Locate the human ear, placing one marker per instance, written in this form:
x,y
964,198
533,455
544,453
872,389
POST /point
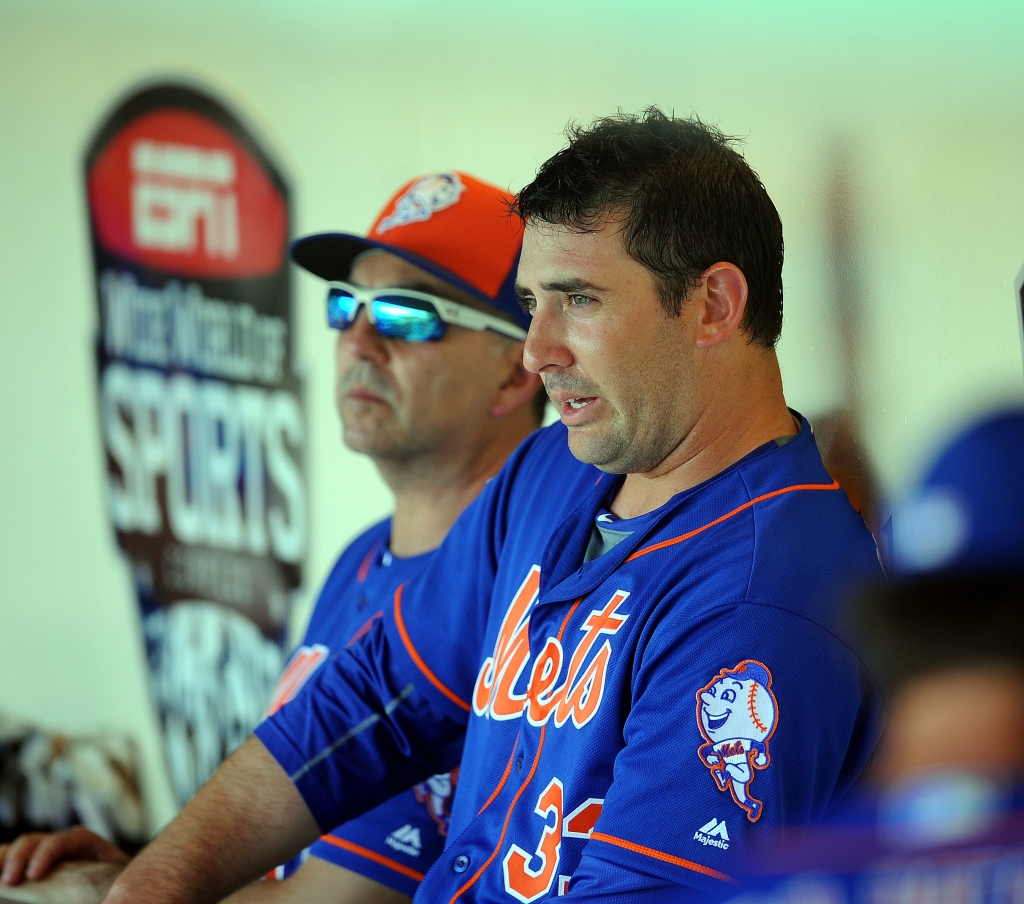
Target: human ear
x,y
722,297
518,385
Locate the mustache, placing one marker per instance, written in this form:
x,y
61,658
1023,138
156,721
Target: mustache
x,y
366,374
572,386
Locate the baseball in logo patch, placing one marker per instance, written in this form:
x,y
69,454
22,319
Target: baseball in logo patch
x,y
737,714
423,199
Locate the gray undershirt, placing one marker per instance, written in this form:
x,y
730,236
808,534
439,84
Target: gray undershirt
x,y
604,540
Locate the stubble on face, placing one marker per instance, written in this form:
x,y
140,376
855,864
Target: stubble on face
x,y
629,353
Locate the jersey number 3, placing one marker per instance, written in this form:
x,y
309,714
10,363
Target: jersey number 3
x,y
522,880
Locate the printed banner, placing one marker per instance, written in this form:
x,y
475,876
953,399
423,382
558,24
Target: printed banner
x,y
201,409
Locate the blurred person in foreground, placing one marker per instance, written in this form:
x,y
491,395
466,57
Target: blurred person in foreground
x,y
635,626
431,387
943,818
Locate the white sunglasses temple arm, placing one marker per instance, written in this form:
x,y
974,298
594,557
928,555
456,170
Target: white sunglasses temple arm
x,y
461,315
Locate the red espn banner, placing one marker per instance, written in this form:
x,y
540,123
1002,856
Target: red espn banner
x,y
201,409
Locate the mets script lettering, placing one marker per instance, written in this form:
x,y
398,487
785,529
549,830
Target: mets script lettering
x,y
578,696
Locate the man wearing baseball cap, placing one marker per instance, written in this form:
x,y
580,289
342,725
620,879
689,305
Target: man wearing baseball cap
x,y
631,640
431,386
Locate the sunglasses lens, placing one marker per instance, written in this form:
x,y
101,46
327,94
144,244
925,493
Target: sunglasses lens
x,y
341,308
409,318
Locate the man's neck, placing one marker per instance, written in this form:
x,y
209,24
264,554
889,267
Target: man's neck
x,y
726,430
431,491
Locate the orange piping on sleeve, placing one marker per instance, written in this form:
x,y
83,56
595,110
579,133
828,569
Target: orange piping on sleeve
x,y
418,659
373,855
658,855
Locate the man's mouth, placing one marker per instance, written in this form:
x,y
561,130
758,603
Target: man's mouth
x,y
716,722
577,403
364,394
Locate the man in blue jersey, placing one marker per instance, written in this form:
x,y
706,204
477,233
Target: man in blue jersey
x,y
437,399
630,639
943,817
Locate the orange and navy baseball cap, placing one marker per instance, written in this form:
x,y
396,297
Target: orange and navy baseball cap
x,y
451,224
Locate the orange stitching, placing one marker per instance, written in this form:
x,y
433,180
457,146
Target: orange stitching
x,y
365,567
726,517
373,855
529,778
658,855
751,694
504,778
433,679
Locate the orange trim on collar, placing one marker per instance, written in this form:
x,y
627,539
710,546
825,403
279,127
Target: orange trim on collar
x,y
726,517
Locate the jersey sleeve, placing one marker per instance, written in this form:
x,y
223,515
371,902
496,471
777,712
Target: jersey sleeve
x,y
726,714
358,733
376,718
396,843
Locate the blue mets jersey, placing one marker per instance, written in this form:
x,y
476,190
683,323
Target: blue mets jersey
x,y
628,724
395,843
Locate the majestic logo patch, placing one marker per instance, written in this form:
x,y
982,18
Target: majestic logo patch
x,y
713,832
423,199
436,793
737,714
407,840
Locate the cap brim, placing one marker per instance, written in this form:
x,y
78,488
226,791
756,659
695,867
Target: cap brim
x,y
330,256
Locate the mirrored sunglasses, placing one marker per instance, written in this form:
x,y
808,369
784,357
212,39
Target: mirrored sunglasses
x,y
408,314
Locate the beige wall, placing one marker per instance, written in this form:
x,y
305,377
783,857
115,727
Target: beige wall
x,y
916,115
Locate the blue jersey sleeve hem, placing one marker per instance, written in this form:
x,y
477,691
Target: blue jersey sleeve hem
x,y
371,864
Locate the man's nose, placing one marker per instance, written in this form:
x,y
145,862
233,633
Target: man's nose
x,y
363,341
545,349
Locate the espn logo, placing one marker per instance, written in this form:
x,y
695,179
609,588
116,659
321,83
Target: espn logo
x,y
178,191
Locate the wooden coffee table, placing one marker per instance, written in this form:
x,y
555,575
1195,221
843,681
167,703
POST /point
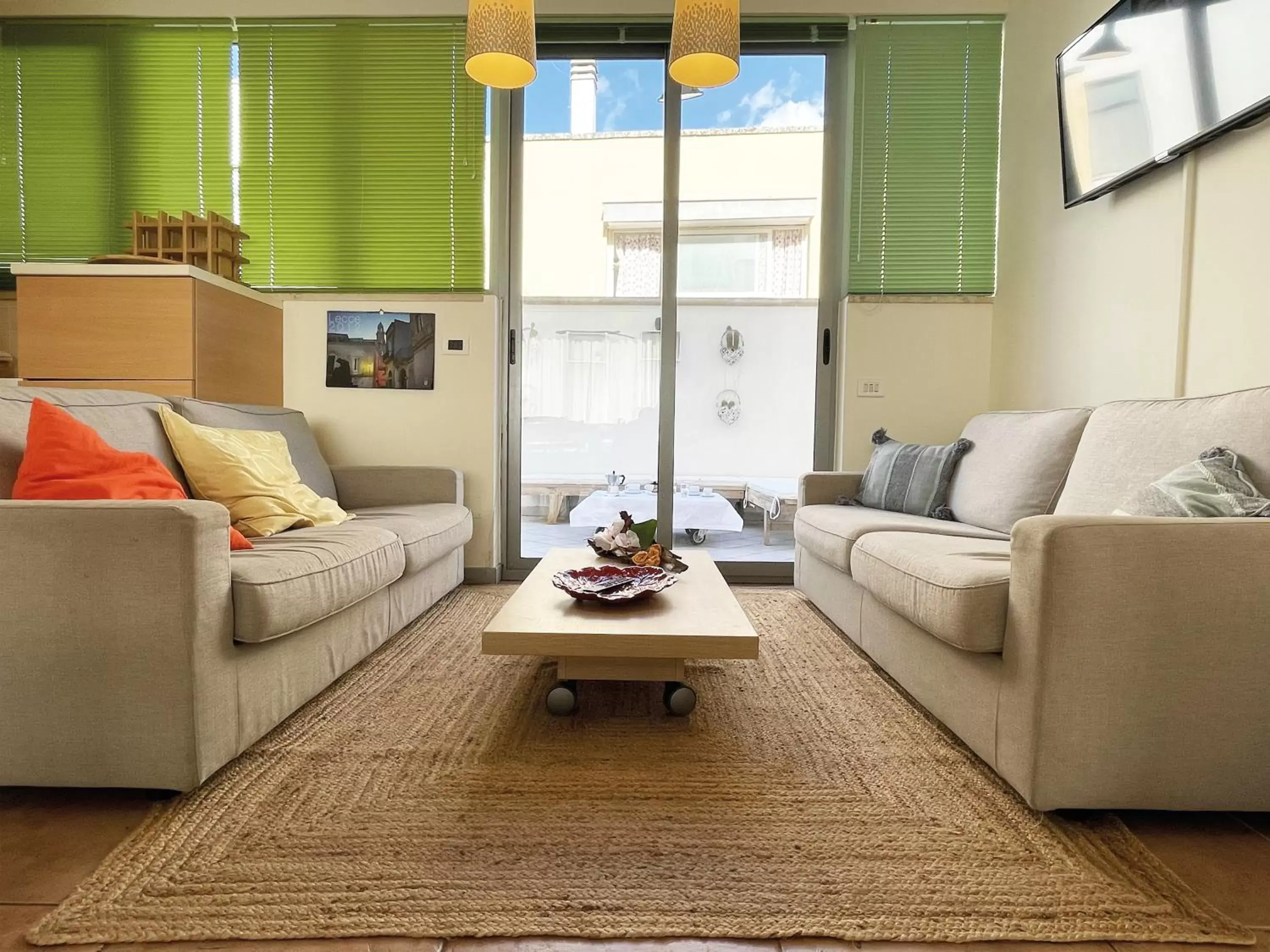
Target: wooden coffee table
x,y
649,640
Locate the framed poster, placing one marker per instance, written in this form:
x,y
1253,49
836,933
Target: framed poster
x,y
381,351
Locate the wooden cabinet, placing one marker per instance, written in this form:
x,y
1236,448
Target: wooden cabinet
x,y
160,329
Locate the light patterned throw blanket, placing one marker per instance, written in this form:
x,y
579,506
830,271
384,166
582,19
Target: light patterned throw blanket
x,y
1212,487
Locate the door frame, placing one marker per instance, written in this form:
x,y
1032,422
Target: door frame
x,y
507,122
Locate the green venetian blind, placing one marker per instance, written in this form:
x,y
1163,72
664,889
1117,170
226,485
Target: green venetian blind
x,y
924,192
364,157
98,120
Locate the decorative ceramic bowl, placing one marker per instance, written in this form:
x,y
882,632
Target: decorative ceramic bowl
x,y
615,584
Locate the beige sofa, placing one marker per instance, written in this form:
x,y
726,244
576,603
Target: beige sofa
x,y
138,652
1091,660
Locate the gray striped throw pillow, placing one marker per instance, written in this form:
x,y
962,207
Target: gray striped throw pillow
x,y
910,478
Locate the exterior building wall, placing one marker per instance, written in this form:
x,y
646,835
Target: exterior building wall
x,y
569,179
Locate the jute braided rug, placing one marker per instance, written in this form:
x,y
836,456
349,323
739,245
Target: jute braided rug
x,y
430,794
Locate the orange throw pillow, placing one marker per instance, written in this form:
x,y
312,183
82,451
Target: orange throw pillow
x,y
66,459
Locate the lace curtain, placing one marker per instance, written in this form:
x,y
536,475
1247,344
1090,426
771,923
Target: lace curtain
x,y
638,263
788,263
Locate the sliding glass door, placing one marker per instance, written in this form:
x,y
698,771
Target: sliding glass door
x,y
663,314
588,358
748,270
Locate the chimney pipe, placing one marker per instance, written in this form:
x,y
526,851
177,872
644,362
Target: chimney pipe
x,y
583,85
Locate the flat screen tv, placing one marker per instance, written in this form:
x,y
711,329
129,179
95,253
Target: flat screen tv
x,y
1155,79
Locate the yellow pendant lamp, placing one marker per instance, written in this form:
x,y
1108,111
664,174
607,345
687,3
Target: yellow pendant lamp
x,y
502,51
705,42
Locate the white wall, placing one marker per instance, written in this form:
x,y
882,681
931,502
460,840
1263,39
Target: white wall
x,y
1090,300
1230,306
934,361
455,424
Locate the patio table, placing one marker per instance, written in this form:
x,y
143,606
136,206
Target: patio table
x,y
695,515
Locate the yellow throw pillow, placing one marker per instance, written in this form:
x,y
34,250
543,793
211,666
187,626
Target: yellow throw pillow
x,y
251,474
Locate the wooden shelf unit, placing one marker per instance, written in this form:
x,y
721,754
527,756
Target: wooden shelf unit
x,y
213,243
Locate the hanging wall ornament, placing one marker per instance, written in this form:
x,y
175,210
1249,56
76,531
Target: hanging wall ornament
x,y
728,407
732,346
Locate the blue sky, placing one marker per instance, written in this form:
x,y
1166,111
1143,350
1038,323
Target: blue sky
x,y
771,91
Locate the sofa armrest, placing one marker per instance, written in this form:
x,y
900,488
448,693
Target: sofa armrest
x,y
362,487
116,644
825,488
1135,663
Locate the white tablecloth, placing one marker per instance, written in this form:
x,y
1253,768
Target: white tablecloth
x,y
710,512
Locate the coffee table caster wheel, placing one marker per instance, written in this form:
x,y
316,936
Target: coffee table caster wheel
x,y
563,699
680,699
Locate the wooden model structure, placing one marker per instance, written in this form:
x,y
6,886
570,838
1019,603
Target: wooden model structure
x,y
214,244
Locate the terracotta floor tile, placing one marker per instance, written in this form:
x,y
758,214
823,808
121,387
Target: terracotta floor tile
x,y
804,944
1263,944
1216,855
248,946
55,838
1258,822
397,944
987,947
559,945
14,922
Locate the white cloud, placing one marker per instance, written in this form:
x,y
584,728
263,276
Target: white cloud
x,y
771,108
795,112
760,102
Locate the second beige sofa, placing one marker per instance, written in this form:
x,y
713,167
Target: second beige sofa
x,y
1093,660
138,652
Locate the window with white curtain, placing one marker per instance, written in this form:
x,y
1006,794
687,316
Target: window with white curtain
x,y
738,262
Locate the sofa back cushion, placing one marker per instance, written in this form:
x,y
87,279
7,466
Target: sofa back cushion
x,y
308,459
126,421
1131,443
1016,468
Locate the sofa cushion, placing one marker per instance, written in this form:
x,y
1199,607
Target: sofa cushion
x,y
954,588
293,424
296,578
1132,443
828,532
427,531
1016,468
126,421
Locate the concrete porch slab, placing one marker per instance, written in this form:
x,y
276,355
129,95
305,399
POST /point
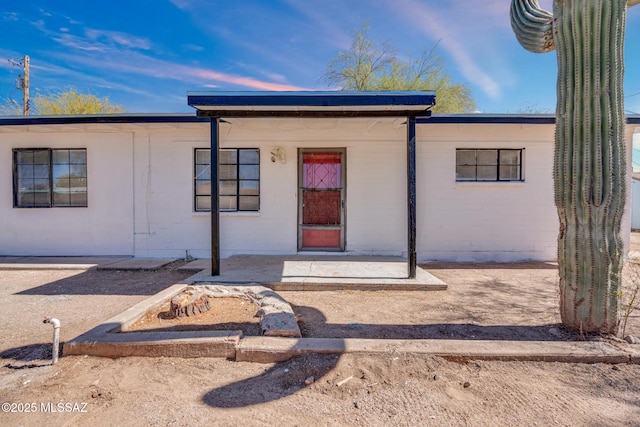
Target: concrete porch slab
x,y
298,273
56,263
137,264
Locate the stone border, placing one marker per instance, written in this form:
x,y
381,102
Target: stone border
x,y
277,318
110,340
------------------------------------
No pictures belong in the copy: reproduce exactly the lines above from the one that contains "Locate the terracotta" through the last line of the entries.

Locate the terracotta floor tile, placing one marker per instance, written in this form:
x,y
758,214
823,808
121,387
Target: terracotta floor tile
x,y
804,944
1263,944
1216,855
248,946
55,838
1258,822
397,944
987,947
559,945
14,922
Locate the white cloud, placing one marker per instance, written in this form:
x,y
584,728
263,276
Target: white cloud
x,y
771,108
795,112
760,102
Locate the second beige sofa, placing one marker per instance, written in this form:
x,y
713,167
Target: second beige sofa
x,y
1093,660
138,652
Locate the window with white curtain, placing one marker per instance, written in this form:
x,y
1006,794
687,316
Target: window with white curtain
x,y
738,262
Locate the sofa back cushion, placing one marker per instance, written in this form:
x,y
87,279
7,466
Target: sofa back cushion
x,y
308,459
126,421
1131,443
1016,468
Locate the sofa cushion, placing one marker per instance, written in this form:
x,y
1199,607
Target: sofa cushion
x,y
954,588
293,424
296,578
1132,443
828,532
427,531
1016,468
126,421
Locate the concrete porch slab, placing one marker per instance, written in this form:
x,y
276,355
129,95
305,399
POST /point
Target: concrete porch slab
x,y
298,273
56,263
137,264
Locate the stone border, placing one marker per instance, written in this form:
x,y
381,102
Target: stone border
x,y
277,318
110,340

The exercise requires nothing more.